Directions for this task: Copy the rows below without changing a single character.
* begin Material for this task *
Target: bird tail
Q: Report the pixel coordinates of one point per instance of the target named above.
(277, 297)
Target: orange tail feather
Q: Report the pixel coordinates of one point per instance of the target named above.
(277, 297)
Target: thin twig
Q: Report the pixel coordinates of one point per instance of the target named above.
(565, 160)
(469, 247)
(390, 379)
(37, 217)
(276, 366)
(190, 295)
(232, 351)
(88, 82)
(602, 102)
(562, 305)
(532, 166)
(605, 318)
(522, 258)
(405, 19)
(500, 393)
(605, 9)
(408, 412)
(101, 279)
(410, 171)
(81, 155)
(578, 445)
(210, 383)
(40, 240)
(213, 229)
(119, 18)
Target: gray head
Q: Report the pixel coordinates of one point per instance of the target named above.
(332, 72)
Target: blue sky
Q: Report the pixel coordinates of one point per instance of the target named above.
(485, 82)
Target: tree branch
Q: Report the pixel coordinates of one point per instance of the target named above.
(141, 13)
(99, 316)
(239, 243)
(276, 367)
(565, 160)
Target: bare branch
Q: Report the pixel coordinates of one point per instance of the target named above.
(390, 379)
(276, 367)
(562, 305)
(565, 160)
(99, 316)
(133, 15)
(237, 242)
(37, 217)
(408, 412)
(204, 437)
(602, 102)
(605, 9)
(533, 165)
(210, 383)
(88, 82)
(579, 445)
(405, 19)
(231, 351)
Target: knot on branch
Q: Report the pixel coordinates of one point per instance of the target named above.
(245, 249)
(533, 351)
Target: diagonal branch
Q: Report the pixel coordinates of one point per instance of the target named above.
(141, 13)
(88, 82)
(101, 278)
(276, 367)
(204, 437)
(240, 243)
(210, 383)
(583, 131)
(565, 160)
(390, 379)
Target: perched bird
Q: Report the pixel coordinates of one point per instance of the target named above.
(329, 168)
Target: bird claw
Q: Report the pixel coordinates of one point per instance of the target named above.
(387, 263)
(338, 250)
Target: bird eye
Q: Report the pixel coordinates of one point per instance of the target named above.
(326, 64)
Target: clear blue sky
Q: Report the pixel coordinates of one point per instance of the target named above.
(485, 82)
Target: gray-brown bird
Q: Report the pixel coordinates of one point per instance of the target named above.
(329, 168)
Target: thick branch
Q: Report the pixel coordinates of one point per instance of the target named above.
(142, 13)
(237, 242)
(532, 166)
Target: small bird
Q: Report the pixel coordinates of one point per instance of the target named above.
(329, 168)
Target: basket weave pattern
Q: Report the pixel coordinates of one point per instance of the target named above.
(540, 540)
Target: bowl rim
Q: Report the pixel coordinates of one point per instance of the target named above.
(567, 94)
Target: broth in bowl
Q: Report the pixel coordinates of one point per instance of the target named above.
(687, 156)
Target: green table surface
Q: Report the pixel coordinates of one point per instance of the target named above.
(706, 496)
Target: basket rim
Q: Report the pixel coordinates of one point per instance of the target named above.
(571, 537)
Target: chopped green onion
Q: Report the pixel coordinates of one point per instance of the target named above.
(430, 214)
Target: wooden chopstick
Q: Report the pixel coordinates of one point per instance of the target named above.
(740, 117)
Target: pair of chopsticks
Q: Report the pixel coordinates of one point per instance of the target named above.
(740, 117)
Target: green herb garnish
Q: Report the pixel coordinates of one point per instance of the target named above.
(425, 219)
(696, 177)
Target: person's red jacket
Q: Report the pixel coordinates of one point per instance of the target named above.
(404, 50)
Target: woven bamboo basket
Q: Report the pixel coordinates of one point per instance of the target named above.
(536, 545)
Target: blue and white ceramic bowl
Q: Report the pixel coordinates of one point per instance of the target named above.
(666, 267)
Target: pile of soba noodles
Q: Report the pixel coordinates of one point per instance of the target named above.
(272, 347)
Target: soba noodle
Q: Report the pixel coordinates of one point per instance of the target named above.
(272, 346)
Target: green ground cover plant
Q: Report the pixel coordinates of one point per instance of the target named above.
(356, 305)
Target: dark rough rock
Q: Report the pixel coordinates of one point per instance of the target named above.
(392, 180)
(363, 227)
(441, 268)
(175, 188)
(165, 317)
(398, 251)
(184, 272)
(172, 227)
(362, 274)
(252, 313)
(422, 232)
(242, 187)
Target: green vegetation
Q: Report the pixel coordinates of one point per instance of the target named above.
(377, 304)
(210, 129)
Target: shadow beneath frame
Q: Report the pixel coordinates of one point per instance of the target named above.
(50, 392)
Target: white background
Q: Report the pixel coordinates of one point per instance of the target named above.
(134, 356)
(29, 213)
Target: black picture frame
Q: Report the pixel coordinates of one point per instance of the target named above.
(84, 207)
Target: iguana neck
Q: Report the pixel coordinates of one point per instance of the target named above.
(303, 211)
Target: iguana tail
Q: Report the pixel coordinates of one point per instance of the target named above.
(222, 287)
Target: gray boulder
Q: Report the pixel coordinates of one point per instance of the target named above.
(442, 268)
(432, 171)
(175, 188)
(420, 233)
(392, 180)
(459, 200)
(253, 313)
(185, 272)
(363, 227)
* end Material for this task *
Finished task:
Target: bird tail
Q: Report the pixel coordinates of one point per instance of the target named above.
(277, 297)
Target: orange tail feather
Q: Report the pixel coordinates of one point per instance of the target named above.
(277, 297)
Target: thin twig
Q: Report the pixel coordinates of one point per instance of the target named above.
(565, 160)
(469, 247)
(390, 379)
(37, 217)
(276, 366)
(190, 295)
(232, 351)
(88, 82)
(602, 102)
(562, 305)
(532, 166)
(605, 318)
(522, 258)
(405, 19)
(500, 393)
(605, 9)
(408, 412)
(101, 279)
(410, 171)
(81, 155)
(578, 445)
(210, 383)
(40, 240)
(213, 229)
(119, 18)
Target: gray head
Q: Report the pixel coordinates of one point per instance of the target named above.
(332, 72)
Target: blue sky
Q: Report the pixel coordinates of one point per instance of the target named above.
(485, 82)
Target: tree branch
Q: Report the pixel coordinates of one point per instance of the target named above.
(141, 13)
(99, 316)
(239, 243)
(276, 367)
(565, 160)
Target: bare branch
Q: Report the pixel coordinates of one point per instance of the target named above.
(390, 379)
(276, 367)
(562, 305)
(565, 160)
(99, 316)
(133, 15)
(237, 242)
(37, 217)
(408, 412)
(204, 437)
(602, 102)
(605, 9)
(533, 165)
(210, 383)
(88, 82)
(579, 445)
(405, 19)
(231, 351)
Target: knot on branch
Q: Report the pixel coordinates of one point per instance of the target named above.
(245, 249)
(533, 351)
Target: diagonal branch
Q: Report the pixel coordinates of one point per instance of the target named above.
(141, 13)
(88, 82)
(101, 278)
(276, 367)
(204, 437)
(240, 243)
(210, 383)
(583, 131)
(565, 160)
(390, 379)
Target: perched bird
Q: Report the pixel coordinates of one point per instance of the target named above.
(329, 168)
Target: bird claw
Q: Report the pixel coordinates of one point per instance of the target named above.
(387, 263)
(338, 250)
Target: bird eye
Q: Report the pixel coordinates of one point per instance of the target named above.
(326, 64)
Target: clear blue sky
Q: Report the pixel coordinates of one point per instance of the target named above.
(485, 82)
Target: gray-brown bird
Q: Report the pixel coordinates of one point per instance of the target named above.
(329, 168)
Target: thick branch
Q: Report the pixel coordinates of one point per instance of the target named above.
(142, 13)
(237, 242)
(532, 166)
Target: small bird
Q: Report the pixel coordinates of one point per instance of the target named above.
(329, 168)
Target: basket weave pattern
Q: Report the pixel coordinates of one point per instance of the target named above.
(540, 540)
Target: bowl rim
Q: Report the pixel coordinates of one point per instance of the target named above.
(567, 94)
Target: broth in bowl
Q: Report the pixel coordinates of one point per instance of the target named above.
(687, 156)
Target: green table surface
Q: Report the pixel coordinates of one point per instance of the target named above.
(706, 496)
Target: basket rim
Q: Report the pixel coordinates of one point per instance of the target named above.
(571, 537)
Target: chopped green onion
Q: Report the pixel coordinates of one point per instance of the target named above.
(430, 214)
Target: wooden chopstick
Q: Report the pixel coordinates of one point per instance of the target named above.
(740, 117)
Target: pair of chopsticks
Q: Report the pixel coordinates of one point per instance of the target named above.
(740, 117)
Target: green herb garnish
Q: Report the pixel coordinates of one point per instance of the target named above.
(425, 219)
(696, 177)
Target: person's red jacket
Q: Report the pixel coordinates of one point per instance of the target named above.
(404, 50)
Target: woven bamboo basket
Q: Report the pixel coordinates of one point per instance of the target named above.
(536, 545)
Target: blue and white ceramic bowl
Q: Report the pixel coordinates of one point per instance of the target named above.
(666, 267)
Target: pile of soba noodles
Q: Report the pixel coordinates of one point per instance of the target named above.
(272, 347)
Target: soba noodle
Q: Report the pixel coordinates of one point per instance of the target named above.
(272, 346)
Target: green ground cover plant
Q: Report the pixel coordinates of one point per instance of the target named above.
(356, 305)
Target: dark rough rock
Q: Report the pixel coordinates of one point per instance of the target named above.
(392, 180)
(363, 227)
(441, 268)
(175, 188)
(165, 317)
(398, 251)
(184, 272)
(172, 227)
(362, 274)
(252, 313)
(422, 232)
(242, 187)
Target: green vegetation
Q: Report the pixel coordinates of one point per instance of the target named above.
(377, 304)
(210, 129)
Target: shadow beneath frame
Q: Report the pixel coordinates of one point per instance of the target named above.
(50, 392)
Target: white background
Q: Report the pixel coordinates of one point per instance of the target named above.
(134, 356)
(29, 213)
Target: black picture frame
Q: Report the pixel coordinates of one point per instance of the target named above.
(84, 207)
Target: iguana neck
Q: Report the pixel coordinates of one point per instance of the target named above.
(303, 211)
Target: iguana tail
Q: Report the pixel coordinates of one point per instance of the target named above.
(222, 287)
Target: gray boulder
Q: Report the pixel coordinates of one point per instance of the target named above.
(442, 268)
(432, 171)
(175, 188)
(420, 233)
(392, 180)
(459, 200)
(253, 313)
(185, 272)
(363, 227)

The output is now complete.